DIRECTIONS: Starting from the line that contains "In this exercise you will locate the blurred", output every remaining line of the records below exactly as it appears, that line and the last one included.

RECORDS FOR PROCESSING:
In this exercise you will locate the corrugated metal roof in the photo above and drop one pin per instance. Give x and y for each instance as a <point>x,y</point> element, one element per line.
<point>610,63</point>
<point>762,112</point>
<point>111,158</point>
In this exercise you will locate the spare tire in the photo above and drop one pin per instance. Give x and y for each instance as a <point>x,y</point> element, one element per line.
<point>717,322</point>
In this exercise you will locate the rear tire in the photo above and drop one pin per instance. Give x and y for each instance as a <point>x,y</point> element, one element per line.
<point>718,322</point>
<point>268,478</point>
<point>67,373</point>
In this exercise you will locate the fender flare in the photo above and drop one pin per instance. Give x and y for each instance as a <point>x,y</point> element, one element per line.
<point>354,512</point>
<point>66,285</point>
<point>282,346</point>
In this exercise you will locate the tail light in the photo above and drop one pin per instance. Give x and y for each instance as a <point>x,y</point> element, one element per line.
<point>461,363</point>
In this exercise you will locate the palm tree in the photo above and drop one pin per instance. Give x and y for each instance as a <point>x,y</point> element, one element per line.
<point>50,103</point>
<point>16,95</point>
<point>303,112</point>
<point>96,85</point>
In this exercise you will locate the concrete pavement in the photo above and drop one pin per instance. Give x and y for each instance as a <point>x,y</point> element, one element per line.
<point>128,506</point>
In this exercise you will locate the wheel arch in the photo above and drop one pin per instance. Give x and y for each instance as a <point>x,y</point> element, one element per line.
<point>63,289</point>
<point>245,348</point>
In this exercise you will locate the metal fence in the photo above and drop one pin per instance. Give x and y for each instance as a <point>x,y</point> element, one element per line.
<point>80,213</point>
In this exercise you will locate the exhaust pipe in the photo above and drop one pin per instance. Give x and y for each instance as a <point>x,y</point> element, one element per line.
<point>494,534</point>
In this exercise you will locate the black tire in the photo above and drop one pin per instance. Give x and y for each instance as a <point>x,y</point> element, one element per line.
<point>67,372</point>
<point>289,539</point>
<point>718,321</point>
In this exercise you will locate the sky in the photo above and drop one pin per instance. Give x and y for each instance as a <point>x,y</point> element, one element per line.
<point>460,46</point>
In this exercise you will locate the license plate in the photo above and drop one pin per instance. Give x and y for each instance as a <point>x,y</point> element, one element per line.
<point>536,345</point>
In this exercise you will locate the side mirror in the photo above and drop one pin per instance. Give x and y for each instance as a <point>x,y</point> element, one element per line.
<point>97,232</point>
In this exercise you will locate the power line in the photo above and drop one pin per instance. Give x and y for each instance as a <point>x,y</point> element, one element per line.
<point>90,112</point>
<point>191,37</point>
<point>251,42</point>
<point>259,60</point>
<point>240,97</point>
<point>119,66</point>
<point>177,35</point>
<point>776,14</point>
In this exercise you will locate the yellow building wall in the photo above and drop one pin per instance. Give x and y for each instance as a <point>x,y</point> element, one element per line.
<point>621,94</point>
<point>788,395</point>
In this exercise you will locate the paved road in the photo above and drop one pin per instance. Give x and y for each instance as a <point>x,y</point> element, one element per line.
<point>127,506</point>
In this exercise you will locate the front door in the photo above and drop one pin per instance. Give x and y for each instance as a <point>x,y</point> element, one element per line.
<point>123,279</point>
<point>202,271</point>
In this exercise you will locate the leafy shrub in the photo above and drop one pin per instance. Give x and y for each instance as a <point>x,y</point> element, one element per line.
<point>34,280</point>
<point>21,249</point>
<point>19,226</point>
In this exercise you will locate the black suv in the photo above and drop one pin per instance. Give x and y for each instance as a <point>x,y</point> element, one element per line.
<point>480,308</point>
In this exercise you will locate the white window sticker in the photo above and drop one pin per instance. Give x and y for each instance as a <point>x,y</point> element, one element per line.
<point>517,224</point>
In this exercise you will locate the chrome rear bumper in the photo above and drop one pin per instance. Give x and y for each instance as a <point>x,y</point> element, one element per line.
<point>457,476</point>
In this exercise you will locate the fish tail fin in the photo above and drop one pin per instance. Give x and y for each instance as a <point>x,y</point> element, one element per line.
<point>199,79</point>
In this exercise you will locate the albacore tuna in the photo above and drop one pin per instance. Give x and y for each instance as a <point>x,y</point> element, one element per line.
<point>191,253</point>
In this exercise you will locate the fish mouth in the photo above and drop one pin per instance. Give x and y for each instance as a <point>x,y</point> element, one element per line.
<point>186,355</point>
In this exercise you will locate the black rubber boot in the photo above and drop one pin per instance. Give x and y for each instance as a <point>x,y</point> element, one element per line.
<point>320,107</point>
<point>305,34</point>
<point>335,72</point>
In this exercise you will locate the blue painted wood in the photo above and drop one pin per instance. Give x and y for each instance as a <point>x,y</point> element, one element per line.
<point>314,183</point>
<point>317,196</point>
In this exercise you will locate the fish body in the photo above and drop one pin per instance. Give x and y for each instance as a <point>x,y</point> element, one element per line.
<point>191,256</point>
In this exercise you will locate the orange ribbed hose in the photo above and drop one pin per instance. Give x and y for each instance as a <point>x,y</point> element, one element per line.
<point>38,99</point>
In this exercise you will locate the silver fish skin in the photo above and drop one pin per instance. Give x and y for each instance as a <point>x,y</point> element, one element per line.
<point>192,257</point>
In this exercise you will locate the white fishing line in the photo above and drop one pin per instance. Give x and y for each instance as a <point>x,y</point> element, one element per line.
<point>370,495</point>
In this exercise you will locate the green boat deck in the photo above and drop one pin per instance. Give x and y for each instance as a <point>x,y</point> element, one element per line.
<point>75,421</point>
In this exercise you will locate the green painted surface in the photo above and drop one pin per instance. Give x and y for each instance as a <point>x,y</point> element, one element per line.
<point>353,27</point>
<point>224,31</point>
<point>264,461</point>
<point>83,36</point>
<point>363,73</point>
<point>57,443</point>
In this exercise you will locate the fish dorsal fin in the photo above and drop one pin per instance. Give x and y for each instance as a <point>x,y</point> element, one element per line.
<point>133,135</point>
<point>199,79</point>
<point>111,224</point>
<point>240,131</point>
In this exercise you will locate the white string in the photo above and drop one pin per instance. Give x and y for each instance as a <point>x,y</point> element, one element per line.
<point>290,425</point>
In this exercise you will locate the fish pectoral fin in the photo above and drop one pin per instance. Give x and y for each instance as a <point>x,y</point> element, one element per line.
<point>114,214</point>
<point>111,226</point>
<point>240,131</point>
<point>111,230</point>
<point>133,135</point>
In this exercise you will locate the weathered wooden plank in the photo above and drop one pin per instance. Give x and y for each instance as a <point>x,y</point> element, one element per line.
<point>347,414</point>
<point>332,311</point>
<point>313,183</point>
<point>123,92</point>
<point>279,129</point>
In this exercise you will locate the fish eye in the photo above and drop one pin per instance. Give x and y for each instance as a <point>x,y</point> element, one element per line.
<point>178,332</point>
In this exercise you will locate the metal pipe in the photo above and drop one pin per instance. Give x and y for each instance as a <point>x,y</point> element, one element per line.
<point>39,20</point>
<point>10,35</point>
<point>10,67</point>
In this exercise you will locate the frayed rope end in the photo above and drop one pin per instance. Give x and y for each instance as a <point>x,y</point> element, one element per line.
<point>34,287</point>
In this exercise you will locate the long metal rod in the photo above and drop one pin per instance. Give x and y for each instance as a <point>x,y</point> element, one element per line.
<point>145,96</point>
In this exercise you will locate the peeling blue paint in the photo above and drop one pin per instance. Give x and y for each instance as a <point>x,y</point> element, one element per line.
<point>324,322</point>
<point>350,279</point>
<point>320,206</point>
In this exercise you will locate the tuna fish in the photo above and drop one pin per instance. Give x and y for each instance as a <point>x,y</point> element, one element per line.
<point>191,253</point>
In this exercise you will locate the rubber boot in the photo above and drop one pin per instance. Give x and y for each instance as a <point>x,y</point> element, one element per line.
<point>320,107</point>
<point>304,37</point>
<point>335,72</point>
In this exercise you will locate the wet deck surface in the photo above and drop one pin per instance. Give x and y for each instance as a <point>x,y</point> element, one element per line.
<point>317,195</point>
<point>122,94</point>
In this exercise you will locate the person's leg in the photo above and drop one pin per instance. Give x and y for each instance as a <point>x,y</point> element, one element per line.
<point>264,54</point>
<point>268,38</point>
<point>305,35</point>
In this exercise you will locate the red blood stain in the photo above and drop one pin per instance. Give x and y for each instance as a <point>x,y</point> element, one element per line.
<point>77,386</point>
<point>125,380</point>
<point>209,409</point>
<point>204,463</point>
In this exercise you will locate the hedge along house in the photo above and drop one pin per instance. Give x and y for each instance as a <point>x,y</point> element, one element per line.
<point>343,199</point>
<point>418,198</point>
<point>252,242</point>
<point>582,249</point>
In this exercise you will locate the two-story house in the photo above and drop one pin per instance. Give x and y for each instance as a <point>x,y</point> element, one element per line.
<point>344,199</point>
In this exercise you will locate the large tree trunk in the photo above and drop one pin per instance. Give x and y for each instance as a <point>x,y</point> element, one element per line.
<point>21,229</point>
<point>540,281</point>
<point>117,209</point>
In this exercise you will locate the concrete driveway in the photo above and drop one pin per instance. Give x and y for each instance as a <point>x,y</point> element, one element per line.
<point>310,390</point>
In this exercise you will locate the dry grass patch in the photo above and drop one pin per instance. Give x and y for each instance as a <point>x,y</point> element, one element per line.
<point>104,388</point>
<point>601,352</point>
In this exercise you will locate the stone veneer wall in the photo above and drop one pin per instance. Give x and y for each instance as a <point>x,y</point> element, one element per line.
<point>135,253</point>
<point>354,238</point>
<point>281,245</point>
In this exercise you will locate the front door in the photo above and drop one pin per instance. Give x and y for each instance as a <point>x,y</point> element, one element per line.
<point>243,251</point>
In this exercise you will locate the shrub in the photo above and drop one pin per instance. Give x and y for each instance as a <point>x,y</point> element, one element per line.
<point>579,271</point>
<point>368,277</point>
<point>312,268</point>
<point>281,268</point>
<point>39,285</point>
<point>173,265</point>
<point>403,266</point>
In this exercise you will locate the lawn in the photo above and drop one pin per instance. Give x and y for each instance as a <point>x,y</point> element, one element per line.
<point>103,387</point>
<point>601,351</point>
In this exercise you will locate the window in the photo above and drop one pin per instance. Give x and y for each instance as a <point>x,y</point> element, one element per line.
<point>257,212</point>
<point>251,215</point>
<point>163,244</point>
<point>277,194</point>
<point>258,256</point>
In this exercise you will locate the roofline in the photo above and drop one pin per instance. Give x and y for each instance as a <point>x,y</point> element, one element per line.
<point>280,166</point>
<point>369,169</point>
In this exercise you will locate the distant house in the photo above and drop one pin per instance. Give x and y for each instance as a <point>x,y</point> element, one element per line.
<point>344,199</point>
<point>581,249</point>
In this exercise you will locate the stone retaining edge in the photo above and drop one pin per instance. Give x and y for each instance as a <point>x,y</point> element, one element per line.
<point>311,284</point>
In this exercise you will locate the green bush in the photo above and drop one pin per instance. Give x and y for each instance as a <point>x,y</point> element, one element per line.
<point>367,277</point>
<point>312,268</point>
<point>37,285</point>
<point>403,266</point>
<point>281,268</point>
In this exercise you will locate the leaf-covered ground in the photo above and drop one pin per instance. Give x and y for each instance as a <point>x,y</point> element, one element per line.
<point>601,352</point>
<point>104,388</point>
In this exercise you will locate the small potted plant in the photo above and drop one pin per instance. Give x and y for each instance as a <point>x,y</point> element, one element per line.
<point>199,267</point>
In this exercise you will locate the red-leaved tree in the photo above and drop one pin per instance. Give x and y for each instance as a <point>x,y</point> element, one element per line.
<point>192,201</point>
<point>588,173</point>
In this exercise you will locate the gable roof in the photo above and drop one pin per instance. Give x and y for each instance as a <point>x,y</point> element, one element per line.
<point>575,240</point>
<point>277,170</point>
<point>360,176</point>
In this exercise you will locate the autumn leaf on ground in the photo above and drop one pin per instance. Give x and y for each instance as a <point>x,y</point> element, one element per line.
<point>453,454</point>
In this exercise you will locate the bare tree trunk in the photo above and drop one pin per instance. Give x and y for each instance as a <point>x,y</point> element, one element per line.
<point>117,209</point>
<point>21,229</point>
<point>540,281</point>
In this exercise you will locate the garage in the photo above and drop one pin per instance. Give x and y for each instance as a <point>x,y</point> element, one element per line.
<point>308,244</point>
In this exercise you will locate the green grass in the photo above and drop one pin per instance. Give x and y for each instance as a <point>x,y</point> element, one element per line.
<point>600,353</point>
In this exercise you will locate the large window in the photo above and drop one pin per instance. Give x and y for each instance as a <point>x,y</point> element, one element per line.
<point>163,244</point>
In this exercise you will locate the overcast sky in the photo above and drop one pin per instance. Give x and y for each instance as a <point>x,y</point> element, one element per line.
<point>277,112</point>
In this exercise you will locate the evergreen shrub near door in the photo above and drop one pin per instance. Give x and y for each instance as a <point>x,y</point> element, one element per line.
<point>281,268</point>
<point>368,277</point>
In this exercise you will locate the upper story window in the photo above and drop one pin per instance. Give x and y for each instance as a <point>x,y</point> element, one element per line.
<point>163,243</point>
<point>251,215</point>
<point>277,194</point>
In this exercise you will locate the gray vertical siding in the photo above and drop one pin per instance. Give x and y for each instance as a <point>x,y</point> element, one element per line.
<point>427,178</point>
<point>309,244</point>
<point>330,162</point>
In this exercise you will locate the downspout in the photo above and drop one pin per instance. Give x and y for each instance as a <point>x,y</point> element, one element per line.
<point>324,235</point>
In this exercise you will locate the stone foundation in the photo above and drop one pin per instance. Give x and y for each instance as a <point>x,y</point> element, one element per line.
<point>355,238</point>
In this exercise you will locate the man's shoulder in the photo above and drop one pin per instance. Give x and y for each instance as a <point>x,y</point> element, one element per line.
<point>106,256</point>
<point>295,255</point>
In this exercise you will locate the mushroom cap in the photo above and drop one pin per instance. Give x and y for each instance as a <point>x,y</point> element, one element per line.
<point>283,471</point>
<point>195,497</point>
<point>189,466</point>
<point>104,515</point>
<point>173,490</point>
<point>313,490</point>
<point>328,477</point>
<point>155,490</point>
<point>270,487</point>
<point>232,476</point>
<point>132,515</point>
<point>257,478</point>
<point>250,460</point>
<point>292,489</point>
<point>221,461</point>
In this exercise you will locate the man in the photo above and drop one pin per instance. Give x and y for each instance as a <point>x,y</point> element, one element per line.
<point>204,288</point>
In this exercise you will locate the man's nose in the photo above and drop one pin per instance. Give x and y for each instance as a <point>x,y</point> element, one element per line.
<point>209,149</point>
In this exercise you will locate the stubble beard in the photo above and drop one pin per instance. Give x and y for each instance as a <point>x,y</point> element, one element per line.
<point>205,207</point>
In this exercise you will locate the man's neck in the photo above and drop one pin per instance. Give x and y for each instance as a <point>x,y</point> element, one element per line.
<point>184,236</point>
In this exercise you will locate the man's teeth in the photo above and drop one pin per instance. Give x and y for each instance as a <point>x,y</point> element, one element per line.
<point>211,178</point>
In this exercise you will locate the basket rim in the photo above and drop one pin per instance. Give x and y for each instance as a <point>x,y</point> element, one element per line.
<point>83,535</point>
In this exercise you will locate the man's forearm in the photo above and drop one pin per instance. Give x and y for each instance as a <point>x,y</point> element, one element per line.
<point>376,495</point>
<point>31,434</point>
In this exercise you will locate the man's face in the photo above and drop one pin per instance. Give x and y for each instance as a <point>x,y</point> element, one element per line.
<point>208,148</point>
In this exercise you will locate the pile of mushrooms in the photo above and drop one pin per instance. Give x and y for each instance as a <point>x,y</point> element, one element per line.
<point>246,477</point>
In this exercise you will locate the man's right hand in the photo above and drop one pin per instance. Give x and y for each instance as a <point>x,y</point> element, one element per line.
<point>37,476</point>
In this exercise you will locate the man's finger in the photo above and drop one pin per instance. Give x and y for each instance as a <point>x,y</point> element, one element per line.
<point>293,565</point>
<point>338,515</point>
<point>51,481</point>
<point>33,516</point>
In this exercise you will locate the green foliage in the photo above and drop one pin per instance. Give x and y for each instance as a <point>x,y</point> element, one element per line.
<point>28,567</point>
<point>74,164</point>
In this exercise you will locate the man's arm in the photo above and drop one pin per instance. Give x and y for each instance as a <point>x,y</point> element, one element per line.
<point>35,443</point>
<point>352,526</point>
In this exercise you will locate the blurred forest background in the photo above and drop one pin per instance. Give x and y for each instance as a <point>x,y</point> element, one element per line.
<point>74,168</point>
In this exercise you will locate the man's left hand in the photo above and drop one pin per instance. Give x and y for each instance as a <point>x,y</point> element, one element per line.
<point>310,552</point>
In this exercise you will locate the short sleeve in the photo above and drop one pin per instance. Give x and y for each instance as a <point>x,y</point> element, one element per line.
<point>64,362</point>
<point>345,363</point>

OUTPUT FOR THIS TASK:
In this exercise you will locate the blurred forest background in the photo above and drop one pin per instance. Give x and y for each instance as a <point>x,y</point> element, one element per line.
<point>74,168</point>
In this exercise you will locate the man's left hand in the photo above and drop one pin per instance. Give x and y for each instance as a <point>x,y</point> element, one element per line.
<point>310,552</point>
In this exercise you will locate the short sleeve in the photo above and drop one pin per instance. Give x and y for each instance as a <point>x,y</point> element, one element per line.
<point>64,362</point>
<point>345,363</point>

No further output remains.